• _Task data_:
↓↓↓

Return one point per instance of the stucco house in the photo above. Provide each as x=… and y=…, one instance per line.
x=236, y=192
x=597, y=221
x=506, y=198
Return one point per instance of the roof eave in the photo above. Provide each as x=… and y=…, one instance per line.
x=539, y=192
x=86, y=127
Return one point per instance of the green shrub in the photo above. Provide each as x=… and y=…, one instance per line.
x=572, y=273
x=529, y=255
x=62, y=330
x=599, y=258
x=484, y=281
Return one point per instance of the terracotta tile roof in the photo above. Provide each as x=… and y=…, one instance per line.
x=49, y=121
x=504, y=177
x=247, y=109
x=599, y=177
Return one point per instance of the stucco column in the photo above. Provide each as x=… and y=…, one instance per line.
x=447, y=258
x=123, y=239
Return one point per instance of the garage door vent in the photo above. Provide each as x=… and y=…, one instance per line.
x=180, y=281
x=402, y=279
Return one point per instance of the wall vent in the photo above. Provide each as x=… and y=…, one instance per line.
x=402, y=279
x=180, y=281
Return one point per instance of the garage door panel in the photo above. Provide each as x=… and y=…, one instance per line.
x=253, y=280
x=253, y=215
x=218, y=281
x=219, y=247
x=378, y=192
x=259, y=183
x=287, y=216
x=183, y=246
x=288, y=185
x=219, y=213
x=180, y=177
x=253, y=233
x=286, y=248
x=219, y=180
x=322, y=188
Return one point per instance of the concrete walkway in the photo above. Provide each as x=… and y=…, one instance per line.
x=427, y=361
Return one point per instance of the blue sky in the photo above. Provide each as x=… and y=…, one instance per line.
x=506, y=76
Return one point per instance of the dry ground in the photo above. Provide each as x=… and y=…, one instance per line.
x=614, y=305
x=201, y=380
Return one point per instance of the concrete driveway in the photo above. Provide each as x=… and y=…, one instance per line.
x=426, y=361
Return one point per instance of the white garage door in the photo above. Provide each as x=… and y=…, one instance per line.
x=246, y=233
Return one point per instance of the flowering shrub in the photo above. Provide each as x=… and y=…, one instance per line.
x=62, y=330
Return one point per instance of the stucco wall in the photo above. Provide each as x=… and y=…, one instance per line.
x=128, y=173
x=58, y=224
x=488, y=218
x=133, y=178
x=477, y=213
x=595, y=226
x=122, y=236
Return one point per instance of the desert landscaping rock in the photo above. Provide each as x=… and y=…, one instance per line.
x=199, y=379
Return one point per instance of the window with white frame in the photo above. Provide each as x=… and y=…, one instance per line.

↑↑↑

• _What the task asks_: Can you write out every one of the lines above, word for word?

• _Response to the exercise_:
Return one point per instance of the stucco house in the photo above. Provide each as x=… and y=…, one instance per line.
x=236, y=192
x=597, y=221
x=506, y=198
Return one point per instance of the roof eave in the photo above. Provide each as x=… and y=…, one instance per line.
x=539, y=192
x=86, y=127
Return one point per instance of the green shrub in the photo above. Provide each as x=… and y=…, one instance per line.
x=572, y=273
x=529, y=255
x=62, y=330
x=599, y=258
x=484, y=281
Return one point per instance of the terracotta tile roof in the photo above. Provide each as x=… and y=…, one instance per line.
x=49, y=121
x=504, y=177
x=247, y=109
x=599, y=177
Return one point per instance of the stucco column in the photo above. Provide each as x=… and y=…, one instance per line.
x=447, y=258
x=123, y=239
Return one point per instance of the garage door vent in the photo above. Provide each as x=… and y=…, one instance per line.
x=180, y=281
x=402, y=279
Return one point per instance of the wall vent in the photo above. Provide each as x=… and y=…, one instance per line.
x=402, y=279
x=180, y=281
Return one point per instance of the garage door panel in the photo above. Provide each as x=… and y=…, one instance per line.
x=253, y=280
x=253, y=215
x=218, y=281
x=219, y=247
x=378, y=192
x=259, y=183
x=287, y=216
x=183, y=246
x=288, y=185
x=219, y=213
x=180, y=177
x=253, y=233
x=286, y=248
x=219, y=180
x=322, y=188
Return one point per instance of the concrete walkway in the photo above. Provide each as x=… and y=…, one instance per line.
x=427, y=361
Return one point per instance of the blue sky in the photo above. Provide each as x=… and y=…, one instance per line.
x=506, y=76
Return one point per instance of the dry ground in the photo above. Provide each as x=… and y=…, one instance per line.
x=614, y=305
x=201, y=380
Return one point per instance of the concrete driveway in the photo above. Provide each as x=… and y=…, one instance per line.
x=426, y=361
Return one point per instance of the white garage door in the photo above. Provide each as x=… and y=…, one instance per line.
x=246, y=233
Return one point per instance of the flowering shrub in the photo above. Provide each as x=… and y=…, one instance per line.
x=62, y=330
Return one point per instance of the stucco wall in the photo above. Provide each as x=… and y=…, one instance per line.
x=128, y=173
x=58, y=224
x=488, y=218
x=133, y=178
x=477, y=213
x=595, y=226
x=122, y=236
Return one point per instance of the desert landscaping rock in the photo above. Provide each as x=… and y=…, one instance per line.
x=199, y=379
Return one point per instance of the window with white frame in the photo above. Provide each as x=… and y=…, one instance per line.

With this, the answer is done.